- [SUPPLIED DATA]
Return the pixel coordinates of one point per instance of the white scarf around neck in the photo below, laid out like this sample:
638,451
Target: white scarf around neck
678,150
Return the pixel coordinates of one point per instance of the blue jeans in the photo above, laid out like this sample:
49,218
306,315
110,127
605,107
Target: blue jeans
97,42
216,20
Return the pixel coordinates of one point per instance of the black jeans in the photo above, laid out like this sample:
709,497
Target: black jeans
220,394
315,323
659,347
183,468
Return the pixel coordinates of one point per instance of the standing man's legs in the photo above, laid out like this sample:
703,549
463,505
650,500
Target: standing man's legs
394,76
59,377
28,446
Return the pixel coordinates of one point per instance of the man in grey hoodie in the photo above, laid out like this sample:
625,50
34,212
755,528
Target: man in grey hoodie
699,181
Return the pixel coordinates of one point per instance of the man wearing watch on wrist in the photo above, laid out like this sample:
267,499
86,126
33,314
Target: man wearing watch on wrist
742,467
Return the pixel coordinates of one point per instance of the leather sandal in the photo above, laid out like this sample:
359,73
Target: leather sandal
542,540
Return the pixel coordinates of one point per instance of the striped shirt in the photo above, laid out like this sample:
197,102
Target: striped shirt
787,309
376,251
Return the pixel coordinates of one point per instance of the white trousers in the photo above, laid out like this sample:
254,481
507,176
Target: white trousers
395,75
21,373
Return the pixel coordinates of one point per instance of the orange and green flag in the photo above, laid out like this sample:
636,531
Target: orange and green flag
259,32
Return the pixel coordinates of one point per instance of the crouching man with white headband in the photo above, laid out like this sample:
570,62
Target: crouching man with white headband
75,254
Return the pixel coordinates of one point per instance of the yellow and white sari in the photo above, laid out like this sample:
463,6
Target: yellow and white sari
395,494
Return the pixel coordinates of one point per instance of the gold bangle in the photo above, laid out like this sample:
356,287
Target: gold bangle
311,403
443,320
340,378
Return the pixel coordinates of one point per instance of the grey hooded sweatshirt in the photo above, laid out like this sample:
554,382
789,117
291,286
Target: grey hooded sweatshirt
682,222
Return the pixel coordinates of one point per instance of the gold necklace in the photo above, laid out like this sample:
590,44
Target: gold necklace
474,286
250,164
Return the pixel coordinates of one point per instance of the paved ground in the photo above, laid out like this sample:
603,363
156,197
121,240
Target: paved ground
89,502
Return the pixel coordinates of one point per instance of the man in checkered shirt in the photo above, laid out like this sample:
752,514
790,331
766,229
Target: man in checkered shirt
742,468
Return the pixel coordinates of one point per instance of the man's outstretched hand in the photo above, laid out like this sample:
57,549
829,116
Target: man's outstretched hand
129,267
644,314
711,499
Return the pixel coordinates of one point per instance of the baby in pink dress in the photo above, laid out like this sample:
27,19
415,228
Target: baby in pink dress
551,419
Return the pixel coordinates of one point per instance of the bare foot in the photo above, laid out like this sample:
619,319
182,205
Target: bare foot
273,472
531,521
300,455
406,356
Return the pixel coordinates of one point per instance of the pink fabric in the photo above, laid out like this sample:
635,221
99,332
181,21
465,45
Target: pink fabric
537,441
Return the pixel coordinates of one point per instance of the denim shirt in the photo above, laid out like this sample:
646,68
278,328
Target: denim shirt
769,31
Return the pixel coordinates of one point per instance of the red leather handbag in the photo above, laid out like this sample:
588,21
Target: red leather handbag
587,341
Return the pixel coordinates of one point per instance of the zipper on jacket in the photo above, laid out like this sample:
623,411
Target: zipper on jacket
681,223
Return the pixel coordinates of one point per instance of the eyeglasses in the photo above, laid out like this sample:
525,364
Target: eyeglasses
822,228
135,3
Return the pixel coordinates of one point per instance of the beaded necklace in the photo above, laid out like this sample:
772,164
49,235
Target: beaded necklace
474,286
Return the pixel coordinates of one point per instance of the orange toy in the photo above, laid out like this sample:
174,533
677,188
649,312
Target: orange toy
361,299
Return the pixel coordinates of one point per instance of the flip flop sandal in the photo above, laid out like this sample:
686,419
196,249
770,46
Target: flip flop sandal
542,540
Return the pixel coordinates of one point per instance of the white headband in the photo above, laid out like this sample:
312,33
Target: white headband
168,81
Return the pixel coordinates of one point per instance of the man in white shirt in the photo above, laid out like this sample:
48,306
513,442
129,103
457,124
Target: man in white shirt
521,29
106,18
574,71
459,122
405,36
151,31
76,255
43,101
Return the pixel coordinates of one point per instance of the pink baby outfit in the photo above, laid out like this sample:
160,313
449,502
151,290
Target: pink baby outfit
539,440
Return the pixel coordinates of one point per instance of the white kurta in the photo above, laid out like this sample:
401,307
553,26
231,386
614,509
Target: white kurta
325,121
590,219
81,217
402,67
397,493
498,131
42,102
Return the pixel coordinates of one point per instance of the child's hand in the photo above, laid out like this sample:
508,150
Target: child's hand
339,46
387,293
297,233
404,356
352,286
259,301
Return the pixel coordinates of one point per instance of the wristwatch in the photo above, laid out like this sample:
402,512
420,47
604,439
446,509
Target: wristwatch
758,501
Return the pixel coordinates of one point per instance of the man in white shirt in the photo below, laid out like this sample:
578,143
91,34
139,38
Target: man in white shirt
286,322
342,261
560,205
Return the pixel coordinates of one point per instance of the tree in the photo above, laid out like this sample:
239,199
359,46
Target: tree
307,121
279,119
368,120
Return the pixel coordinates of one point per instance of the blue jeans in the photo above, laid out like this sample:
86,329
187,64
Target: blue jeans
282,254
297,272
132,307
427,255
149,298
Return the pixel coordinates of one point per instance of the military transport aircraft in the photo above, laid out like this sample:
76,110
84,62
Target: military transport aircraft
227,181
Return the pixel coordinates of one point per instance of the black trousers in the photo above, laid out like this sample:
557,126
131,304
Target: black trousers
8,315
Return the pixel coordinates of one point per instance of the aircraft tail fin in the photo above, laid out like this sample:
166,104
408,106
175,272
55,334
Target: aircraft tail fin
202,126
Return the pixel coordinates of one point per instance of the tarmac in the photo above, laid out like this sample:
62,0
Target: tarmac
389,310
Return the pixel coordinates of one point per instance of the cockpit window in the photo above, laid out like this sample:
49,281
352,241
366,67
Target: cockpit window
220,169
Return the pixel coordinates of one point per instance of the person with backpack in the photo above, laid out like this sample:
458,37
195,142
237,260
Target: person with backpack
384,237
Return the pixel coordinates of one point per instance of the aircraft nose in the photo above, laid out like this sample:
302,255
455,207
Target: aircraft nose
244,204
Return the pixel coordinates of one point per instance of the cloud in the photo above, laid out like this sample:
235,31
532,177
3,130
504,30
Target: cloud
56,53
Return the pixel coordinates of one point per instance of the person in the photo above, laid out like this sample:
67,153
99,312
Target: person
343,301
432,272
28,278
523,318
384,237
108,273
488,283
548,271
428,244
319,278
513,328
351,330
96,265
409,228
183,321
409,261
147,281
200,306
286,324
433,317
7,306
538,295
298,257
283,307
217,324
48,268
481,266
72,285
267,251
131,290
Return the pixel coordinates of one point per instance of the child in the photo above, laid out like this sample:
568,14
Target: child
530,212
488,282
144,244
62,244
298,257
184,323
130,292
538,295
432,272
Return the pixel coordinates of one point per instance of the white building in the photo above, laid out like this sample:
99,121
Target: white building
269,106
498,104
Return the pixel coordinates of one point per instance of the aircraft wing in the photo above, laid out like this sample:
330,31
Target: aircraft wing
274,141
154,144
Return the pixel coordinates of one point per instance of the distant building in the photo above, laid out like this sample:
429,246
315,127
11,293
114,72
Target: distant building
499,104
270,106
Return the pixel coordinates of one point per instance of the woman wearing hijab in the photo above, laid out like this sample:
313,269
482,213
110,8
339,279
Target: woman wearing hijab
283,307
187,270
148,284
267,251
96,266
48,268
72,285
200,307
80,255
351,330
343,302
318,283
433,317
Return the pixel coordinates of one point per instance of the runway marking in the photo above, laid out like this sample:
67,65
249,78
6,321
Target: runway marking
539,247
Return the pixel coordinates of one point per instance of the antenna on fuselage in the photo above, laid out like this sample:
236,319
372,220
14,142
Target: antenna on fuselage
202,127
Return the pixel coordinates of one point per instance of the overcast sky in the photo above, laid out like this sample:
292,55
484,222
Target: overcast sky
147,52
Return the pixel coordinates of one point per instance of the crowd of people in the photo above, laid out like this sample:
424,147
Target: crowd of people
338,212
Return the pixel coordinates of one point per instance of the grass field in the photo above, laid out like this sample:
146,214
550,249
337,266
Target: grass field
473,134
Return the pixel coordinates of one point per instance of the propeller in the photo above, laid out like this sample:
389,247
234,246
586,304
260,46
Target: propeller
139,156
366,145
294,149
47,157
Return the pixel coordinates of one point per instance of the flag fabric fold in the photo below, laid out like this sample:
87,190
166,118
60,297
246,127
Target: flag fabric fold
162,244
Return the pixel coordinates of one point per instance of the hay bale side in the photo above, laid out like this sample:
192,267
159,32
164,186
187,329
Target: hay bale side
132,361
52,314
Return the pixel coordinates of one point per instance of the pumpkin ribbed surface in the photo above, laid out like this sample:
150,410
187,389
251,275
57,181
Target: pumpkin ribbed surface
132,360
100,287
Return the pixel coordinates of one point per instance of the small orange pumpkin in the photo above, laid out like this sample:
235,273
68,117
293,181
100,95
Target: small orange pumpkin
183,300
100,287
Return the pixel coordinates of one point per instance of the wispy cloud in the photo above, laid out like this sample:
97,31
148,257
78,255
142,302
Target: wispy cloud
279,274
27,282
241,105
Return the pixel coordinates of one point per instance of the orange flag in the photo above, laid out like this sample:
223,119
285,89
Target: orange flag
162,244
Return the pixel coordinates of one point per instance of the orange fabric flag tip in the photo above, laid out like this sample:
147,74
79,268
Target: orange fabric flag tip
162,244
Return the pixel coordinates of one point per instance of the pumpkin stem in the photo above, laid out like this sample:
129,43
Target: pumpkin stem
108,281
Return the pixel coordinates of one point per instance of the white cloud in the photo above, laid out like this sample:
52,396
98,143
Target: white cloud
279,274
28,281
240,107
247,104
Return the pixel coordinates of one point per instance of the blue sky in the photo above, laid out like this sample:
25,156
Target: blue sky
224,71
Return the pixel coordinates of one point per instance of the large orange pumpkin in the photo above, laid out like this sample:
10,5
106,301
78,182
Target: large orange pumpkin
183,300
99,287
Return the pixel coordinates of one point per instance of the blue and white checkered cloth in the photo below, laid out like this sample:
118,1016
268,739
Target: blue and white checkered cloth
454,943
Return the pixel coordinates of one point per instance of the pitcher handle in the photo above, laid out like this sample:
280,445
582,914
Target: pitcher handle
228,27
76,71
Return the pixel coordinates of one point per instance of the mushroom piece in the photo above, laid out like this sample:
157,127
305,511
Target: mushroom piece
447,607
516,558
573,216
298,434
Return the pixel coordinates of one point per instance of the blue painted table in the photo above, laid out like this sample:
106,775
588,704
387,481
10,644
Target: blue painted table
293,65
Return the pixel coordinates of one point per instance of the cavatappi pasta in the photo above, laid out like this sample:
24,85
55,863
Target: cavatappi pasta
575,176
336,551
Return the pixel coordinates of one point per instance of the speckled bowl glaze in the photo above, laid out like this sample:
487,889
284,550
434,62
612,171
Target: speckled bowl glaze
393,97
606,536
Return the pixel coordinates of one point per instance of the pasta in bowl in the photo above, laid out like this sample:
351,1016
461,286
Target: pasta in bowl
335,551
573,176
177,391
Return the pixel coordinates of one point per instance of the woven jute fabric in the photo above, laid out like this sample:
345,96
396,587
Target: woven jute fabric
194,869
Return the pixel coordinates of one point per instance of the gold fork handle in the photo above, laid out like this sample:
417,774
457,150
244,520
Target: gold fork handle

- [WRITTEN INSTRUCTION]
Quote only the lines from the line containing "the white cloud" through the end of the listing, please, keeping both the first and the last line.

- [OUTPUT FOR THIS TASK]
Return the pixel coordinates of one point per instance of the white cloud in the photo above, laid out like this sample:
52,396
98,143
Target: white cloud
279,274
28,281
240,107
247,104
Return the pixel coordinates of one point per instance of the blue sky in the photo above, laid out like this sample:
25,156
Target: blue sky
224,71
Return the pixel coordinates of one point per instance of the large orange pumpkin in the photo above, laid out like this sample:
10,5
106,301
78,182
Target: large orange pumpkin
183,300
99,287
Return the pixel coordinates of one point per instance of the blue and white checkered cloth in the photo below, laid out like this sample:
118,1016
268,739
Target: blue and white checkered cloth
454,943
Return the pixel coordinates of one point per instance of the pitcher handle in the photo above, laid out like this sample:
280,445
582,914
Target: pitcher handle
228,27
76,71
Return the pixel coordinates of one point per instance of the mushroom piece in the photo above, laid out like this sample:
157,127
305,511
Target: mushroom piece
447,607
516,558
573,216
298,434
Return the pixel coordinates of one point per instance of the blue painted table in the photo above, laid out like this sample:
106,775
588,704
387,481
10,644
Target: blue painted table
293,65
Return the pixel coordinates of one point per instance of the cavatappi pasta in the photo above, laid out like this sample:
24,85
55,863
Target: cavatappi pasta
575,176
336,551
Return the pixel coordinates of one point per instance of the speckled bowl glaze in the photo above, laid out like this sample:
487,889
284,550
434,62
612,171
Target: speckled bowl glaze
393,97
606,536
Return the pixel coordinates of one point per instance of the pasta in bowl in the photo above, laid out like this sample:
351,1016
461,286
Target: pasta in bowl
335,551
573,176
177,391
Return the pixel coordinates of one point per instance of the woven jute fabric in the photo above, laid out like this sample:
345,96
396,587
Target: woven jute fabric
194,869
Return the pixel coordinates of one point per instance of the gold fork handle in the photo above, laid out like this sample:
417,774
457,150
244,520
Target: gold fork handle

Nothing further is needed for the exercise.